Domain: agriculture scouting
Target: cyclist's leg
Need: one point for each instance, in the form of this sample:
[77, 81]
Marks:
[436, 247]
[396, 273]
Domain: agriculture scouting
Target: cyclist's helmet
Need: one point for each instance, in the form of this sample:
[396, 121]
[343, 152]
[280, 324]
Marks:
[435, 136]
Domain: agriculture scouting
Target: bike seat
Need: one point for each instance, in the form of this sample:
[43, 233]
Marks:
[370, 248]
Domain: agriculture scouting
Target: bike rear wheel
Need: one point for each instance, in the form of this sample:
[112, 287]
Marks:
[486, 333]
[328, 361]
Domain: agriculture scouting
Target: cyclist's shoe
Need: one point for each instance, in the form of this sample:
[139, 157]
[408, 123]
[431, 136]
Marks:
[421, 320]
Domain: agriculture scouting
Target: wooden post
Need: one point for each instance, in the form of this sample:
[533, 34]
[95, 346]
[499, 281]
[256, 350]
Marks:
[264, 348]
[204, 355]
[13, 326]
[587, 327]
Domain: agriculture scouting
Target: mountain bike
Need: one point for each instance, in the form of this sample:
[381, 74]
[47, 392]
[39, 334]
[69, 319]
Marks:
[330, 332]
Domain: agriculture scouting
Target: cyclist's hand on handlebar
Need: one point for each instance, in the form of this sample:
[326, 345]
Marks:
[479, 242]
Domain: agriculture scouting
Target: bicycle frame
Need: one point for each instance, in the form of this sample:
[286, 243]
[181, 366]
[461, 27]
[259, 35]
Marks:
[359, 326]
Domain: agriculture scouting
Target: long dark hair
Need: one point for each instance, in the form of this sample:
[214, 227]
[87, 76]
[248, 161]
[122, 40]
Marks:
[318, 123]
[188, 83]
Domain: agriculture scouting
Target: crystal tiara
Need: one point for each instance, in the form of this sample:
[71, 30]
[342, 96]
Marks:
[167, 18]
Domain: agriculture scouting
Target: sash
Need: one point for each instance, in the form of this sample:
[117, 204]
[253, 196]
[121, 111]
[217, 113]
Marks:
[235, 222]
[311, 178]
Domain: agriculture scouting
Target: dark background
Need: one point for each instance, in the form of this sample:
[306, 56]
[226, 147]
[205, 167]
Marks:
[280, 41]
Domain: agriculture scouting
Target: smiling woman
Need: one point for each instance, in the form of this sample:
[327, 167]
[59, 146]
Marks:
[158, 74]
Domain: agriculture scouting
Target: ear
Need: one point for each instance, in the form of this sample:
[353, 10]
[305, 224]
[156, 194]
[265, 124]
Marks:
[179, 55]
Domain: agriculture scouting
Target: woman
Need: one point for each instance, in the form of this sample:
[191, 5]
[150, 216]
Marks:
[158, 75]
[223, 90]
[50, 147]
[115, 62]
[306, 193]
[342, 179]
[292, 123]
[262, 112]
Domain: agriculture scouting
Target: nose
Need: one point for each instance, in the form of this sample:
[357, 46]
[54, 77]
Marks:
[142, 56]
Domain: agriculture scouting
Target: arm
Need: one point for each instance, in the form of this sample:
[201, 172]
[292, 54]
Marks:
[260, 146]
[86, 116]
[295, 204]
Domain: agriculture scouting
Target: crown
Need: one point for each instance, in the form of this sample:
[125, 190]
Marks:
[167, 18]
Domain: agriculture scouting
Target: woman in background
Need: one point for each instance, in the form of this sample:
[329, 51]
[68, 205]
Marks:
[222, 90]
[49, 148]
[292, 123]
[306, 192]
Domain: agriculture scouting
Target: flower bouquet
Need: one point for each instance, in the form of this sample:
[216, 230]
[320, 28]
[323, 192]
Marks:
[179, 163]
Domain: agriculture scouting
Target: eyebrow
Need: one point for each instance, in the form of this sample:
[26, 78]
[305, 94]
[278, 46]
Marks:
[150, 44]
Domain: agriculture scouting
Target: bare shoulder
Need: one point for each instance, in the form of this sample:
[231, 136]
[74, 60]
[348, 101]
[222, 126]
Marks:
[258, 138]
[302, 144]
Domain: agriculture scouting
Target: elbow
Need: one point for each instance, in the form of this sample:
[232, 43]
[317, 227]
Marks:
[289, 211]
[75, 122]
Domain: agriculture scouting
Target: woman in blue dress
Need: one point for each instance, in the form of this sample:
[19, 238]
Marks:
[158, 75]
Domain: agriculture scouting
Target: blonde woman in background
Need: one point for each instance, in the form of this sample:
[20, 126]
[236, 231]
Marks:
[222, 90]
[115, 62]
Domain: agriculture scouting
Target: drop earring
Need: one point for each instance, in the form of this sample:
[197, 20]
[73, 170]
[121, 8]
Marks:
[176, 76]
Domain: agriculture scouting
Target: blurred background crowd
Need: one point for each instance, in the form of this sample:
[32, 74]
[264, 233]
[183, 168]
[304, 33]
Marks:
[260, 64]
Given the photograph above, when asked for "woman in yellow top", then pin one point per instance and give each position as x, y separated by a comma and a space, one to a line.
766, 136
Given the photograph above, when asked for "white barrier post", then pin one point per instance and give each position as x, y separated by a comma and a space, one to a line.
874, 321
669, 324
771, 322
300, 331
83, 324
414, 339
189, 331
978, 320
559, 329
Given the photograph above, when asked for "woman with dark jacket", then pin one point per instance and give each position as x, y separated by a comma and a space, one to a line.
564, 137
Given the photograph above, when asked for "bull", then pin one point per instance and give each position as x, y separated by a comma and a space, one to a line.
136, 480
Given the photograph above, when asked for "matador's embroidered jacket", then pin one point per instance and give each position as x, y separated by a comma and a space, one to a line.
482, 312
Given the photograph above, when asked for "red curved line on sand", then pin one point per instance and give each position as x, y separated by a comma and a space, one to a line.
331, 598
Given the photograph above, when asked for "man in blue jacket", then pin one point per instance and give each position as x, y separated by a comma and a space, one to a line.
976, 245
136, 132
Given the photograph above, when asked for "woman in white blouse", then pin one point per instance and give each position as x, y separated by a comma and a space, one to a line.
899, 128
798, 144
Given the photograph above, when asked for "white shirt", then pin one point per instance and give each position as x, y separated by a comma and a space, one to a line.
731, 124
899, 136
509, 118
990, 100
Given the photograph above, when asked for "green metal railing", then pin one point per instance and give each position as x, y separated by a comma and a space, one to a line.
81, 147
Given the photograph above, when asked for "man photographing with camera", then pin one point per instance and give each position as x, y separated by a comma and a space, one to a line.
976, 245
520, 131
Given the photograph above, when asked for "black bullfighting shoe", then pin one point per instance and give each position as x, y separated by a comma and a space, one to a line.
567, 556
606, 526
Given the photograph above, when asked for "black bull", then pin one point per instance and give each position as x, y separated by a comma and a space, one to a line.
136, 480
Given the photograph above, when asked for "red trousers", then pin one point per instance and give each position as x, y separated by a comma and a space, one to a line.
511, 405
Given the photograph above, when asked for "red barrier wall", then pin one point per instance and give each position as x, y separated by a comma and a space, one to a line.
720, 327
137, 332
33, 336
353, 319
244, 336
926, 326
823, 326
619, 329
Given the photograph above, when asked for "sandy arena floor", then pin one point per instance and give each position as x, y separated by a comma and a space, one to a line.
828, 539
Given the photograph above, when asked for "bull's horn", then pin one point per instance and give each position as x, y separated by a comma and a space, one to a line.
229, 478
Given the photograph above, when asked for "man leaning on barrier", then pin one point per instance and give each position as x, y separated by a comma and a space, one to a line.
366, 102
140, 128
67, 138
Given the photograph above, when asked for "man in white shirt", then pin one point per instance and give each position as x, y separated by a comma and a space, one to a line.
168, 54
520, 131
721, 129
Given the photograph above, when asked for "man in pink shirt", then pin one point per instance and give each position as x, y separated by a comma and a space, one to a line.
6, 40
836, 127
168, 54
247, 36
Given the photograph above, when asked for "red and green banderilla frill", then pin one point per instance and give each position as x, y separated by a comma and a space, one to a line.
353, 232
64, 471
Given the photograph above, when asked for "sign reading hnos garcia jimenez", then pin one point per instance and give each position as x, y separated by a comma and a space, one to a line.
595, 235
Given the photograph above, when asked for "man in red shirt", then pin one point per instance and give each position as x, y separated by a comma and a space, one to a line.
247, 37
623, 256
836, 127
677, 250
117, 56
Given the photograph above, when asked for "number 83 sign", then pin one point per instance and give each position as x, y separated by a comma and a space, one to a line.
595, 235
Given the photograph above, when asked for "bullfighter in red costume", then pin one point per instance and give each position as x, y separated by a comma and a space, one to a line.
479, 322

════════════════

• SHORT TASK:
Reproduce, exactly and with nothing added, the lines from the one that includes "and green banderilla" through the last line of the material.

• OUTPUT OF THE TASK:
Given the photograph above, when asked for "red and green banderilla frill", then pin one point per instance and give each position as x, y separated by a comma and a space, one to a line.
353, 232
64, 471
Given the photograph above, when asked for "sign reading hnos garcia jimenez", then pin one point per instance and give each position as x, y separated by a comma and a space, one to a line.
595, 235
Given the photograph above, when asked for "man in red shirt", then pin one point per instance and give each position as x, y separated by a comma and a space, one to a line.
247, 37
623, 256
836, 127
677, 250
117, 56
Given the photograph above, when asked for "number 83 sign", then pin one point per instance and give each position as x, y separated by a comma and a space, one to a line.
595, 235
Given the photograph above, when asked for "bullfighter in red costume", then pin one point per instance and give each position as x, y separated by a comma and a space, one to a line.
479, 322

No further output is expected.